# [Prompt]
Reproduce every one of the rows below character for character, keeping each line unchanged and in its original order.

(Detection examples)
* * * * * * * * *

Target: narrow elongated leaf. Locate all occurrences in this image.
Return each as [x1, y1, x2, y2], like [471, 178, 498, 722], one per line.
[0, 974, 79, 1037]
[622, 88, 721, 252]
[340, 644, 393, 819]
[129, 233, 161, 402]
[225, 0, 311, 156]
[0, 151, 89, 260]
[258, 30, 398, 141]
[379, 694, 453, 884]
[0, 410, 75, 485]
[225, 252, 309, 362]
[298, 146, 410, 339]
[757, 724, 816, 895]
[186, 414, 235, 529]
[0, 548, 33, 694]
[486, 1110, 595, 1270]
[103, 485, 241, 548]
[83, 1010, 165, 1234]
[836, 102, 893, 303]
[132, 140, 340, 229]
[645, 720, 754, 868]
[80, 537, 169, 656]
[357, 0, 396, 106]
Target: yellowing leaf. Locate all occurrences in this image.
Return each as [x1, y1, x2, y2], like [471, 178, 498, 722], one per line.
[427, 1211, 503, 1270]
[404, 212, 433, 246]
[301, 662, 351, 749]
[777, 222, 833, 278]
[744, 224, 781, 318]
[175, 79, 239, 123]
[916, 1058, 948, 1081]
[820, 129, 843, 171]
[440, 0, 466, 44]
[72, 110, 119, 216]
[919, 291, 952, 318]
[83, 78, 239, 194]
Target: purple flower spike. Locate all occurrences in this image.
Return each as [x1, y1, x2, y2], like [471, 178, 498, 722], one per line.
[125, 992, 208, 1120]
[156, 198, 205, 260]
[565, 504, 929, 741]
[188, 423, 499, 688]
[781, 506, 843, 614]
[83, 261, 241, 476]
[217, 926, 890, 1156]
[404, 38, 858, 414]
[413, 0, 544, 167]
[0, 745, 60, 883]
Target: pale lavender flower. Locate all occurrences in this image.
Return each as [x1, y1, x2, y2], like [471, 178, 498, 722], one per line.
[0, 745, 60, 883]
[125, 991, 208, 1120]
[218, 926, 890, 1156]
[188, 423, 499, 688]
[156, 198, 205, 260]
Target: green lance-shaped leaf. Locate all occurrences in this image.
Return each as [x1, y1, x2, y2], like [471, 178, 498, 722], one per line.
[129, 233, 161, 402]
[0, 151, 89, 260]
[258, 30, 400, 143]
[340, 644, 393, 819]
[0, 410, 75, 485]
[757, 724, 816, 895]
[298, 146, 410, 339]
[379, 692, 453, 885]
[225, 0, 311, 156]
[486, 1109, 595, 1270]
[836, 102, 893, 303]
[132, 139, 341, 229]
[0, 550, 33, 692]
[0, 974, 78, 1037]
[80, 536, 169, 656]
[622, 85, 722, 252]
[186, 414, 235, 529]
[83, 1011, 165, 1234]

* * * * * * * * *

# [Solution for this problem]
Target: narrow elongated leaf. Locate all occurrences in this image.
Return each as [x1, y1, x2, y2], like [471, 178, 498, 722], one per line.
[0, 974, 79, 1037]
[622, 88, 721, 252]
[340, 644, 393, 819]
[129, 233, 161, 402]
[225, 0, 311, 156]
[0, 151, 89, 260]
[258, 30, 398, 141]
[379, 694, 453, 884]
[0, 410, 75, 485]
[225, 252, 309, 362]
[298, 146, 410, 339]
[757, 724, 816, 895]
[186, 414, 235, 529]
[0, 548, 33, 694]
[486, 1110, 595, 1270]
[103, 485, 241, 548]
[83, 1010, 165, 1234]
[836, 102, 893, 303]
[132, 140, 340, 229]
[645, 720, 754, 868]
[80, 537, 169, 656]
[357, 0, 396, 106]
Target: yellowing leaf. Locate all occurrences in this image.
Return each as [x1, y1, x2, y2], like [471, 178, 498, 722], one per line.
[427, 1211, 503, 1270]
[404, 212, 433, 246]
[301, 662, 351, 749]
[777, 222, 833, 278]
[744, 224, 781, 318]
[175, 79, 239, 123]
[916, 1058, 948, 1081]
[820, 129, 843, 171]
[440, 0, 466, 44]
[72, 110, 119, 216]
[919, 291, 952, 318]
[83, 78, 239, 194]
Target: purple flower spike. Locate all occurrences in this image.
Return each as [x1, y1, x2, y2], like [471, 178, 498, 722], one per line.
[125, 992, 208, 1120]
[156, 198, 205, 260]
[565, 504, 929, 741]
[188, 423, 499, 688]
[781, 506, 843, 614]
[83, 261, 241, 476]
[217, 926, 890, 1156]
[404, 38, 858, 414]
[413, 0, 544, 167]
[0, 745, 60, 883]
Target: pale lavender flower. Locate all occurrences in this image.
Return each as [x1, y1, x2, y2], like [471, 178, 498, 722], one per line.
[0, 745, 60, 883]
[125, 991, 208, 1120]
[218, 926, 890, 1156]
[188, 423, 499, 688]
[156, 198, 205, 260]
Target: green lance-shaped leaf. Locate all occurrences in this image.
Return each as [x1, y1, x2, y2], like [471, 178, 498, 722], one per line.
[129, 233, 161, 402]
[0, 151, 89, 260]
[258, 30, 400, 143]
[340, 644, 393, 819]
[0, 410, 75, 485]
[757, 724, 816, 895]
[298, 146, 410, 339]
[379, 692, 453, 885]
[225, 0, 311, 156]
[486, 1109, 595, 1270]
[836, 102, 893, 303]
[132, 139, 341, 229]
[0, 550, 33, 692]
[0, 974, 78, 1037]
[80, 536, 169, 656]
[622, 85, 722, 252]
[186, 414, 235, 529]
[83, 1011, 165, 1234]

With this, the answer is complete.